● **PROBLEM**
Show every line in the listing below that contains the string "windshield", matching case exactly.
************
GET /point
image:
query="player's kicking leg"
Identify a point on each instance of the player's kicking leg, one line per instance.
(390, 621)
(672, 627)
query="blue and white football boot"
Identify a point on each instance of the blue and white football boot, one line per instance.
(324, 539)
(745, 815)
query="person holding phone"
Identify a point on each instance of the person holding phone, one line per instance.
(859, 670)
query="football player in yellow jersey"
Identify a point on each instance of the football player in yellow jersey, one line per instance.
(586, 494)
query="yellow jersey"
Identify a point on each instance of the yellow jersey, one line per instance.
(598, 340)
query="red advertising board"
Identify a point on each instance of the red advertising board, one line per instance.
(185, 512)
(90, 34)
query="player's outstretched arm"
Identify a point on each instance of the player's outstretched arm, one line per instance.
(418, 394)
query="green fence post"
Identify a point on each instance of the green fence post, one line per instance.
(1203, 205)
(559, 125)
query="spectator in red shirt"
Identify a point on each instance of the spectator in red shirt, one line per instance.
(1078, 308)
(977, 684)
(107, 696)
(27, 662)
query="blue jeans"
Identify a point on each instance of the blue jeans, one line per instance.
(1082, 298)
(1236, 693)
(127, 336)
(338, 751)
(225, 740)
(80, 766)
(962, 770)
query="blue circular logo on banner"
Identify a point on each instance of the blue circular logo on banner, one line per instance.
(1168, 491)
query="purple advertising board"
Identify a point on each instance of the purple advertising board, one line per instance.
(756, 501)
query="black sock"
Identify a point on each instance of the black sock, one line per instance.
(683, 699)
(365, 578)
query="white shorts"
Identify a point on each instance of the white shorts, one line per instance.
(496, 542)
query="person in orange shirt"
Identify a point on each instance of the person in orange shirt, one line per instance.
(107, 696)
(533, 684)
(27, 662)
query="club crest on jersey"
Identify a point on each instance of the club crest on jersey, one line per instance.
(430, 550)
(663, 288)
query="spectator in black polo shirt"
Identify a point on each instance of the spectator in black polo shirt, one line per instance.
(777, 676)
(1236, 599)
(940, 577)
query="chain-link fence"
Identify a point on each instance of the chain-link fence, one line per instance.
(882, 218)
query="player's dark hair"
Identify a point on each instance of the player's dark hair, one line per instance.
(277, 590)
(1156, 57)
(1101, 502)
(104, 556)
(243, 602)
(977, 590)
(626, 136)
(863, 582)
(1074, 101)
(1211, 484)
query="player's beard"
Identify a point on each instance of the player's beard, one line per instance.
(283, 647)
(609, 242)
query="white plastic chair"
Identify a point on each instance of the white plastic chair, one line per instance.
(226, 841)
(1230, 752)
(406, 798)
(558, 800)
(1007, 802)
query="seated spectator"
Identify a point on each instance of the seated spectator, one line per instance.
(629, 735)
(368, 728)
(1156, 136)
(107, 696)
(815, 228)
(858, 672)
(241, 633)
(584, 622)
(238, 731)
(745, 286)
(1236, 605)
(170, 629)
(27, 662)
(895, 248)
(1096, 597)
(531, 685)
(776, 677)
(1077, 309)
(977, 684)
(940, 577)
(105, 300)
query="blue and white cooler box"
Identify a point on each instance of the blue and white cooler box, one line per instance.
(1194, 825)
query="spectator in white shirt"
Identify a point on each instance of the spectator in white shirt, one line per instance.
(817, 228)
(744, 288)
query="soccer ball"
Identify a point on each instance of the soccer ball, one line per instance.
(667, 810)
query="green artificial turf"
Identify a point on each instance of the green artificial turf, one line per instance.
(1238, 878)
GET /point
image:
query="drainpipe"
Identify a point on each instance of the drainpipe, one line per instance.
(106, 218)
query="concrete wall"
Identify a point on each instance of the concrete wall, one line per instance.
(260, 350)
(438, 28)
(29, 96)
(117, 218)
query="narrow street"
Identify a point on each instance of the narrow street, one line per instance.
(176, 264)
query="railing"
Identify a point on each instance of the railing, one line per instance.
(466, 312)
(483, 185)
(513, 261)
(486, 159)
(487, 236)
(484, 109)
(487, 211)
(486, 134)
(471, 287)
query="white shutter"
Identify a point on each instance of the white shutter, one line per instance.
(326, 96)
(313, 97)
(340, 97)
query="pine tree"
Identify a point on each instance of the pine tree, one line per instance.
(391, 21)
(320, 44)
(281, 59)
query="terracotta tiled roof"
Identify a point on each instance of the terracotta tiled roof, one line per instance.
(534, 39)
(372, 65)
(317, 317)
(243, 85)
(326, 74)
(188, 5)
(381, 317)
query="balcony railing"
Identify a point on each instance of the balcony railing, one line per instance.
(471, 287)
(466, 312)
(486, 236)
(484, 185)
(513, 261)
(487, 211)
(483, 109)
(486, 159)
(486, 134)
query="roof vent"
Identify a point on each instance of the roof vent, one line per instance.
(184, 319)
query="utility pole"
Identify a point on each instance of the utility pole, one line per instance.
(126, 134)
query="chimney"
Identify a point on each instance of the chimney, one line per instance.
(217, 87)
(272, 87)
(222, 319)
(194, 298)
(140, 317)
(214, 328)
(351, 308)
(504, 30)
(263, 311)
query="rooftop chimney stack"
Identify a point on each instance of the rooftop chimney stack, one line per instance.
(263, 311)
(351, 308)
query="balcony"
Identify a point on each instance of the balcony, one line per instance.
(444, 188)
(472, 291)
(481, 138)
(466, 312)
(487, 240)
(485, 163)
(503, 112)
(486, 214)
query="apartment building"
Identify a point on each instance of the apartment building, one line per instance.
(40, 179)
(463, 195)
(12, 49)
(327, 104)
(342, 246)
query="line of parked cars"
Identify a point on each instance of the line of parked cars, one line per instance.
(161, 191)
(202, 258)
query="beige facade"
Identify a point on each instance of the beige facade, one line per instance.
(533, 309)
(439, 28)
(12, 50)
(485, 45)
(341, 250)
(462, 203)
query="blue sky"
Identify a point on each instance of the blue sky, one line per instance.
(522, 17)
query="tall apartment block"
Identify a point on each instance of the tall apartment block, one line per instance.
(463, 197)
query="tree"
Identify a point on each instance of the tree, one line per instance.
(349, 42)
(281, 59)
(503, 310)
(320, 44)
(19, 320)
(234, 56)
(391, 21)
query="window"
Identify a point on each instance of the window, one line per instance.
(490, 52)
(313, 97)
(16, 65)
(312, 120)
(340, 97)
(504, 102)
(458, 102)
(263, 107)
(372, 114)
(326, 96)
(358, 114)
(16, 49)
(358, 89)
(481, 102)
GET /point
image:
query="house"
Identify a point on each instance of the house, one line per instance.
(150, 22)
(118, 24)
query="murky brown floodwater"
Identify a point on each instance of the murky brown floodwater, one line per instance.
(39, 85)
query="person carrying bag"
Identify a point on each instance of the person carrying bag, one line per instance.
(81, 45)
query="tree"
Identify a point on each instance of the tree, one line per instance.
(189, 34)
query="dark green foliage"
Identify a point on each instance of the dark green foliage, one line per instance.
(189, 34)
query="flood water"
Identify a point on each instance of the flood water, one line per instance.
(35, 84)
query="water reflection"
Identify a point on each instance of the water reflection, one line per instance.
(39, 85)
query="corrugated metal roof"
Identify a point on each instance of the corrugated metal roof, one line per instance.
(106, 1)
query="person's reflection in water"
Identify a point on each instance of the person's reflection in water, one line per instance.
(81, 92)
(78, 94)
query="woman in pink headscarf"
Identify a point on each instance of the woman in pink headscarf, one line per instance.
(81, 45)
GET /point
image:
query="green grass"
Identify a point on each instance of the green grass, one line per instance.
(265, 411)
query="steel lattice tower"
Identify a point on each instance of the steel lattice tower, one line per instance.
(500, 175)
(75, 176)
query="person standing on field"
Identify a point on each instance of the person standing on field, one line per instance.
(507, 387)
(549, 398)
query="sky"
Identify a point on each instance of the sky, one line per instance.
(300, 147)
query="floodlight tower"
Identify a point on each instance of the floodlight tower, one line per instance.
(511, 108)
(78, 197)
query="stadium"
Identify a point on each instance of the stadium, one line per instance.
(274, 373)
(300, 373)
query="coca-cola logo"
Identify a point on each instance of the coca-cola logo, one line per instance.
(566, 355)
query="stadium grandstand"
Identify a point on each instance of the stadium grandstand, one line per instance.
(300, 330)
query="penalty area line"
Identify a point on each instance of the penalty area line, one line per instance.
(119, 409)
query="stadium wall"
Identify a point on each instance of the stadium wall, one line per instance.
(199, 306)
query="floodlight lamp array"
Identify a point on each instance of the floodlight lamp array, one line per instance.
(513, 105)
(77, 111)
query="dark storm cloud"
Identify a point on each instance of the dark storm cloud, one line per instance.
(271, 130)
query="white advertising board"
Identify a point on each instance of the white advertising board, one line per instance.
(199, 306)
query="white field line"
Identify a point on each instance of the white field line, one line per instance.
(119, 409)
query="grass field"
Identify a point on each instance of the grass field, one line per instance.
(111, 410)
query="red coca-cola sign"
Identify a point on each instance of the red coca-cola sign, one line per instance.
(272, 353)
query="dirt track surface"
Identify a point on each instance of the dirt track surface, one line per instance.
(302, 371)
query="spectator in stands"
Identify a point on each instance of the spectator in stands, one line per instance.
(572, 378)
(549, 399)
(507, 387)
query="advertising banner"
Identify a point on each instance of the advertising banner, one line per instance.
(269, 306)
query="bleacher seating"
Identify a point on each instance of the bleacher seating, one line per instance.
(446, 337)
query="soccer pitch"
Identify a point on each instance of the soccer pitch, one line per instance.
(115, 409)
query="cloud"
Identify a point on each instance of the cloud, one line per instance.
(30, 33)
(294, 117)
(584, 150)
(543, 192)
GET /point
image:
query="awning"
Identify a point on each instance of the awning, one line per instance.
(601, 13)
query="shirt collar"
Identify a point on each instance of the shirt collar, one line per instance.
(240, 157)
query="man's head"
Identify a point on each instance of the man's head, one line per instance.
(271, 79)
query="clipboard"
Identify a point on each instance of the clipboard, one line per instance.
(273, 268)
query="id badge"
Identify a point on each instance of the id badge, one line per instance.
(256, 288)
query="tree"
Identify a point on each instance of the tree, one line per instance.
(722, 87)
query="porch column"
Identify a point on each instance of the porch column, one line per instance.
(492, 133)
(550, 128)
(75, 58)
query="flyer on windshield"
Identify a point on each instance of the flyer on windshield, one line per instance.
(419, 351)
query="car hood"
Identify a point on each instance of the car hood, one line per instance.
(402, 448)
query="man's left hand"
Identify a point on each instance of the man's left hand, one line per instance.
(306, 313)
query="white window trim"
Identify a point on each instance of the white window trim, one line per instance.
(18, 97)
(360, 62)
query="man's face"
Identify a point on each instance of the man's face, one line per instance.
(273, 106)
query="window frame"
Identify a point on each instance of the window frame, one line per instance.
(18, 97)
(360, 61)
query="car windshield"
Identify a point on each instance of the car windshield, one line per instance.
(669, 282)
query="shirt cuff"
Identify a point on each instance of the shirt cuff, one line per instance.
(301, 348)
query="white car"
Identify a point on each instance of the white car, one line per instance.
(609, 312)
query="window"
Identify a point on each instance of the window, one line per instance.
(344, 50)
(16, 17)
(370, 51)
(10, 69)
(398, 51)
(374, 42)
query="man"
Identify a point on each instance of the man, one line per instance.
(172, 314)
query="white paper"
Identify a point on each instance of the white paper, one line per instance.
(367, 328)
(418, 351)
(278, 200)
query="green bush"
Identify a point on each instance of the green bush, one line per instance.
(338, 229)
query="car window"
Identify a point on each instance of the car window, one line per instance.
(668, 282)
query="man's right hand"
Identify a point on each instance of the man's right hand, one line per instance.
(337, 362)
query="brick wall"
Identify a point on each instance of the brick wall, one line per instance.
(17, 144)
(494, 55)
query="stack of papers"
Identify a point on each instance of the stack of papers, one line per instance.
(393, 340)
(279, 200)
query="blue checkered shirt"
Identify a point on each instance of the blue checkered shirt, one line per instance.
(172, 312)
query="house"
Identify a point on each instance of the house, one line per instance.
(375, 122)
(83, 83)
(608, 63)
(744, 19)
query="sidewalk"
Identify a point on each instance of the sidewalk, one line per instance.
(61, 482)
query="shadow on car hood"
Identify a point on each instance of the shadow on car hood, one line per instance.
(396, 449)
************
● **FINAL RESULT**
query="flyer on windshield"
Identify a point on each instance of the flyer on windshield, one line per instance.
query="car windshield"
Identify a point on each instance of the car windshield, one line per instance.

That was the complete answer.